"""

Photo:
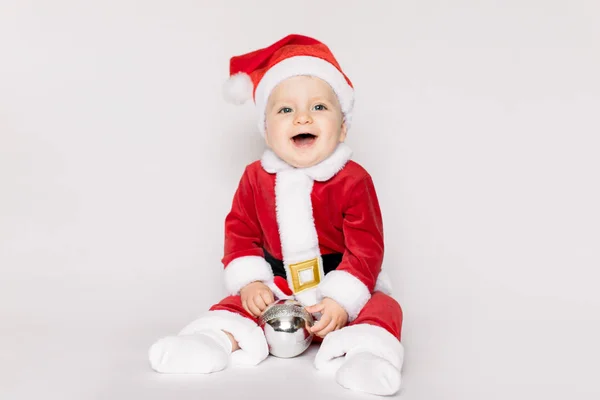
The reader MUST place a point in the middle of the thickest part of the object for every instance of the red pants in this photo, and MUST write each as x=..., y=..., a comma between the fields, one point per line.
x=381, y=310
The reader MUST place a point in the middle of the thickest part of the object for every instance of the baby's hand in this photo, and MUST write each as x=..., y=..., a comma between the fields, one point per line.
x=256, y=296
x=334, y=317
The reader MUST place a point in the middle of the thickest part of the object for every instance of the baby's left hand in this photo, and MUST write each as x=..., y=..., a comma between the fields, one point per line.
x=333, y=317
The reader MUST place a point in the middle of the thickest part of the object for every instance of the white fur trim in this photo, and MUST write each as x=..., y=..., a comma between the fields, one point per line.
x=238, y=88
x=297, y=232
x=358, y=339
x=244, y=270
x=333, y=164
x=347, y=290
x=250, y=337
x=323, y=171
x=304, y=65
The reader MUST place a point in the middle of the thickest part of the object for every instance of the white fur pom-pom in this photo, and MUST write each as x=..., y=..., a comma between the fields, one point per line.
x=238, y=88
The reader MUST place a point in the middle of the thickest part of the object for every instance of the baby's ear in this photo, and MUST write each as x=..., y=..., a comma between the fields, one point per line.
x=344, y=131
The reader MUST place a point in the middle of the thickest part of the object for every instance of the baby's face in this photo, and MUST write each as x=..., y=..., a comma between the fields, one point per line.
x=304, y=121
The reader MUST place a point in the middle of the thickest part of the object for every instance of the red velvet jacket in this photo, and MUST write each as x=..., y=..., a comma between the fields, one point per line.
x=295, y=214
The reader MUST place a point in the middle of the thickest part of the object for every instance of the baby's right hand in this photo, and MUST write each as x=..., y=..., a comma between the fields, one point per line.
x=256, y=296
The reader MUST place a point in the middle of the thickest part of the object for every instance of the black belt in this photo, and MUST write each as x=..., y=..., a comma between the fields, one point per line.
x=330, y=262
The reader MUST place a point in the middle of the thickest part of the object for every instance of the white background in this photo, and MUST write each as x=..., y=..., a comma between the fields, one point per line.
x=478, y=120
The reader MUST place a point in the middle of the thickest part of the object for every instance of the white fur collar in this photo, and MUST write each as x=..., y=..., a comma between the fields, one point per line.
x=323, y=171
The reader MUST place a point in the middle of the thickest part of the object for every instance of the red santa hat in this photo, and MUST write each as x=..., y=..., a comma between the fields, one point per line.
x=254, y=75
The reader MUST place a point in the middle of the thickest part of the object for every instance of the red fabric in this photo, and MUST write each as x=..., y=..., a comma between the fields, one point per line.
x=346, y=214
x=258, y=62
x=381, y=310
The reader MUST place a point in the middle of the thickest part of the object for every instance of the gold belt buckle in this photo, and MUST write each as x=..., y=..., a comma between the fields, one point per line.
x=305, y=275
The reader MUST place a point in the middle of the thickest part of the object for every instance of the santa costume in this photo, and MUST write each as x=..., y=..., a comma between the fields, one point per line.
x=307, y=233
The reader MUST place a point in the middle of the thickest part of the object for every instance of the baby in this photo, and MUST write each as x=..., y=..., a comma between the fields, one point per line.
x=305, y=223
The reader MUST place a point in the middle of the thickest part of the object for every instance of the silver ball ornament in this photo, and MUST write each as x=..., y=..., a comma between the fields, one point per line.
x=286, y=325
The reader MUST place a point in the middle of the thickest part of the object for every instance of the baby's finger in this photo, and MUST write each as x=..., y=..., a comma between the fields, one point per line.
x=267, y=297
x=329, y=328
x=322, y=323
x=315, y=308
x=245, y=305
x=259, y=302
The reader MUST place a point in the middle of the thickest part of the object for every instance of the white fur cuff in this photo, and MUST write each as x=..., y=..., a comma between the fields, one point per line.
x=358, y=339
x=347, y=290
x=245, y=270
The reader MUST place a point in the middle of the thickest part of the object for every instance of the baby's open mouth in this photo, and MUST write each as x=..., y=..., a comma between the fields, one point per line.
x=304, y=139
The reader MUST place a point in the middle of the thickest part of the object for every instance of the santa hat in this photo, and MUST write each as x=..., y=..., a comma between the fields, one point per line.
x=254, y=75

"""

DIRECTIONS FOR THIS TASK: Your reply is the full set of entries reproduced exactly, with images omitted.

ANSWER TO THIS EXERCISE:
Photo:
The reader MUST place a point in the middle of the thickest part of the object for every instance of the red pants in this photo, and MUST write each as x=..., y=..., a comma between the fields, one point per line.
x=381, y=310
The reader MUST place a point in the middle of the thickest part of the object for every instance of the baby's hand in this photo, and MUST write each as x=..., y=..., a comma between the fields, one point per line.
x=256, y=296
x=334, y=317
The reader MUST place a point in the middle of the thickest part of the object for every instance of the baby's left hand in this photo, and MUST write each as x=..., y=..., a comma between the fields, one point per line.
x=333, y=317
The reader MUST place a point in the middle of the thickest part of the object for every instance of the white fur trim in this photo, and MUST write each as x=..., y=..., a comma between the fields, one point per line.
x=238, y=88
x=297, y=232
x=358, y=339
x=244, y=270
x=333, y=164
x=347, y=290
x=250, y=337
x=323, y=171
x=304, y=65
The reader MUST place a point in the middle of the thickest part of the object for every instance of the white fur pom-pom in this photo, and MUST write each as x=..., y=..., a comma between the fields, one point per line.
x=238, y=88
The reader MUST place a point in the middle of the thickest part of the object for every instance of the baby's ear in this photo, and MUST write each as x=..., y=..., a comma between the fields, one point per line.
x=344, y=131
The reader MUST place a point in the middle of the thickest part of the object for every instance of the baby's face in this photo, and MUST write each as x=..., y=..., a comma between the fields, one point per line.
x=304, y=121
The reader MUST place a point in the middle of the thickest part of the object for every instance of the red velvet jacket in this photo, and MUST write each as x=..., y=..., a comma between the fields, one point per line.
x=295, y=214
The reader MUST place a point in the middle of the thickest part of the object for every instance of the baby's right hand in this photo, and MUST write each as x=..., y=..., a comma between the fields, one point per line.
x=256, y=296
The reader MUST place a point in the middle of the thickest part of the object for every instance of the black belt in this photo, and MUST write each as x=..., y=..., a comma between the fields, one point per line.
x=330, y=262
The reader MUST place a point in the middle of the thickest part of the object for every instance of the white background in this photo, and MUST write each as x=..., y=..., a comma between the fields, one point per line.
x=478, y=120
The reader MUST place a point in the middle of the thickest part of the object for every instance of the white fur collar in this photo, and MUST write each as x=..., y=..., a comma between the fields, one point per line.
x=323, y=171
The reader MUST place a point in the middle of the thickest part of the object for every instance of the red santa hat in this photo, and MUST write each as x=..., y=..., a comma between the fields, one point per line.
x=254, y=75
The reader MUST place a point in the middle of the thickest part of the object for every instance of the red fabric in this photo, and MUST write each as x=..., y=..., a comma between the fields, one point per line.
x=346, y=214
x=258, y=62
x=381, y=310
The reader MUST place a point in the middle of the thickest part of the object for every instance of the gold belt buckle in this photo, and MUST write each as x=..., y=..., a comma between the fields, one point per line.
x=305, y=275
The reader MUST place a point in the middle of the thickest part of the object for every instance of the santa costume in this photo, and MUST write each as x=..., y=..., a comma between the fields, one point per line.
x=307, y=233
The reader MUST place a point in the middle of the thickest part of the object for every instance of the baby in this photo, and MUST write each as x=..., y=..., a comma between the fields, one point per line.
x=305, y=223
The reader MUST place a point in the middle of the thickest part of the object for every instance of the silver ball ornament in this photo, and MUST write each as x=..., y=..., a comma between the fields, one point per line.
x=286, y=325
The reader MUST place a point in the middle of the thickest part of the object for every instance of the baby's finger in this photo, and MUST write each as x=..., y=..., a comma between the fields, one point per line.
x=267, y=297
x=329, y=328
x=322, y=323
x=315, y=308
x=245, y=305
x=259, y=302
The reader MUST place a point in the middle of the thickest part of the object for every instance of the white fur cuff in this photo, and MUST write each as x=..., y=..., a comma between the fields, one point per line.
x=358, y=339
x=347, y=290
x=245, y=270
The reader MUST place a point in the middle of the thickest part of the object for every instance of the baby's open mouth in this photo, and MUST write each as x=..., y=..., a comma between the fields, one point per line.
x=304, y=139
The reader MUST place a point in the middle of the thickest part of the object for every instance of the santa hat in this photo, and MUST write each as x=..., y=..., a comma between the fields, one point per line.
x=254, y=75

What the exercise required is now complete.